- _TASK OBJECTIVE_
Can you return the data below verbatim, leaving out the pictures?
BEGIN STORED DATA
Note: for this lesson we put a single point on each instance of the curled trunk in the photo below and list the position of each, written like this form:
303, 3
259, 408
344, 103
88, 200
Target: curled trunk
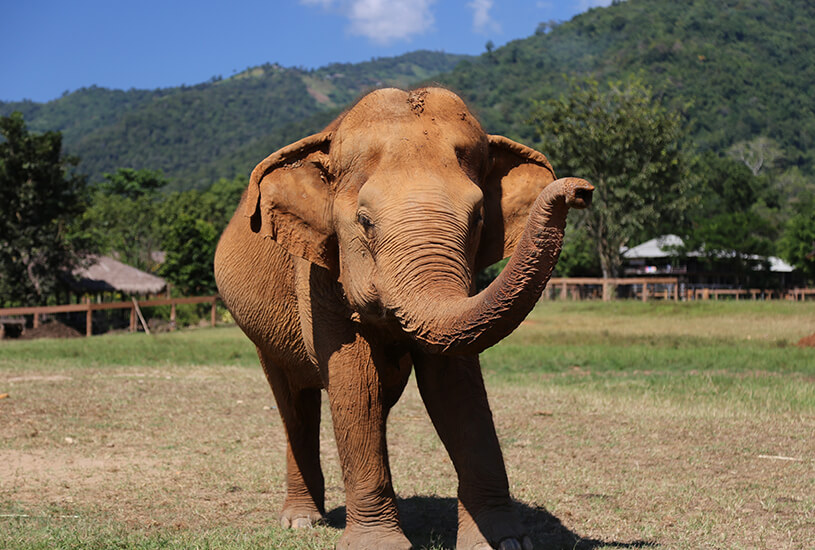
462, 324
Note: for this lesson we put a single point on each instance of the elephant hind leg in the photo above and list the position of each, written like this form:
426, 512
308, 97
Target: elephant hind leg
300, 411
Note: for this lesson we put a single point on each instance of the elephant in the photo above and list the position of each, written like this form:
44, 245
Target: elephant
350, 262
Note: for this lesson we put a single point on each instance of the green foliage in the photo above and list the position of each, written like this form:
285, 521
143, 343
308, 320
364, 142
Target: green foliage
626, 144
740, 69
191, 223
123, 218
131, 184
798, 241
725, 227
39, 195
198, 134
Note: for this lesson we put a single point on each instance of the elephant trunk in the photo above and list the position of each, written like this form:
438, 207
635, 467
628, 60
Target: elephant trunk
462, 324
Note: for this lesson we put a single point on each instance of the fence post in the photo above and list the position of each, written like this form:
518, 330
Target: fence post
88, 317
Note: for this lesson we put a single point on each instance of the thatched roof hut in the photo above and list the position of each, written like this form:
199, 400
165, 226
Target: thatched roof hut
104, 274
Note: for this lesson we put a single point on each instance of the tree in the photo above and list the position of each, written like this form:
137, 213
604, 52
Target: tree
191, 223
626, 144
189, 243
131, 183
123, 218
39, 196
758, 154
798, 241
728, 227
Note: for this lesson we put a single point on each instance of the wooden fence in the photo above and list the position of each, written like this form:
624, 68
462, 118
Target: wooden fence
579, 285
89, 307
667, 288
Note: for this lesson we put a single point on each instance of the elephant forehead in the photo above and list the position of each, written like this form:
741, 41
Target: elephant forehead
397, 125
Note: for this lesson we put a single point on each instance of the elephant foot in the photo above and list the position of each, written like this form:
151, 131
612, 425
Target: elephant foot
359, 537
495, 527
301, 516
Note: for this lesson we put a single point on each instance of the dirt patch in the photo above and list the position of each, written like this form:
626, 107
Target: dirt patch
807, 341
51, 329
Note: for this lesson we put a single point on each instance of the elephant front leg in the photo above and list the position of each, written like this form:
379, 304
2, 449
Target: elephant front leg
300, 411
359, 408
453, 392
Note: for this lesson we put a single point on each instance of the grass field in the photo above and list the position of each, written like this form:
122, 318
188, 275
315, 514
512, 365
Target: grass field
END STORED DATA
- _RESPONSE TO THE TASK_
Note: for this lesson we put a single point on each instance of the curled trunk in the photo below and list the position of each, written like this form:
303, 3
259, 408
344, 103
88, 200
Target: curled trunk
462, 324
Note: for this lesson we put a single point on each instance of the elephant hind leg in the photo above and list the position of each, written like this form:
426, 512
308, 97
Target: elephant hind leg
300, 411
Note: for this lesson we put a single point on each instance of the elephant in the photo above and list the position of each, written like this form:
44, 245
Target: elephant
350, 262
Note: for this lesson we put a single point on each instance of the green foliage in the photo above and list the position of each, written like this form:
285, 521
143, 343
308, 320
364, 142
Target: green foliage
626, 144
740, 69
191, 223
123, 218
131, 184
798, 241
725, 227
39, 195
198, 134
Note: for this lesson we put a single point on each instance of the elephant trunk in the photo above and list the position of each, written like this form:
438, 207
635, 467
628, 60
Target: elephant trunk
462, 324
Note: for this lesson we put a single point on each instance of the fence post in the photo above and list the position of each, written like this form:
518, 330
Target: fence post
88, 317
Note: for this lesson we put a single point on each instance of the thatched roof hut in the photo above and list the position of each, written like this form:
199, 400
165, 226
Target: thatched roof hut
104, 274
Note: for this lesson we put a single point on each instance of the tree in the photo above and list the position of each, written like this form:
137, 213
604, 52
Target: tree
191, 223
626, 144
189, 243
131, 183
123, 218
39, 196
758, 154
798, 241
728, 227
Note: for this lesson we put a single point on each instance of the wooden fence in the photo above and list the position of each, written like this form:
624, 68
462, 118
Target: wooden fence
579, 285
89, 307
667, 288
Note: for this lesson we put a single point on each instance of the elephant forehead in the photo above and list the position of each, written like this form:
741, 41
Target: elephant forehead
397, 125
Note: for this lesson we put a single point on each instance of the elephant foot in the photo above and list the position of each, written like this form:
151, 131
612, 425
Target: elephant foot
359, 537
495, 527
301, 516
Note: for this lesson we put a single point on each instance of the dirt patch in the photo above and list the position of each, written like this form:
626, 107
Target: dirt patch
807, 341
51, 329
Note: for this lesson we put a single point on each instance of the elephant front leg in the photo above and list the position of each, written like this form:
379, 304
2, 449
Target: elephant front leg
300, 411
359, 408
453, 392
Note: for this lesson we put a single point on each instance of the grass field in the photo above and list the position of each, written like this form:
122, 318
188, 275
315, 514
512, 365
Target: grass field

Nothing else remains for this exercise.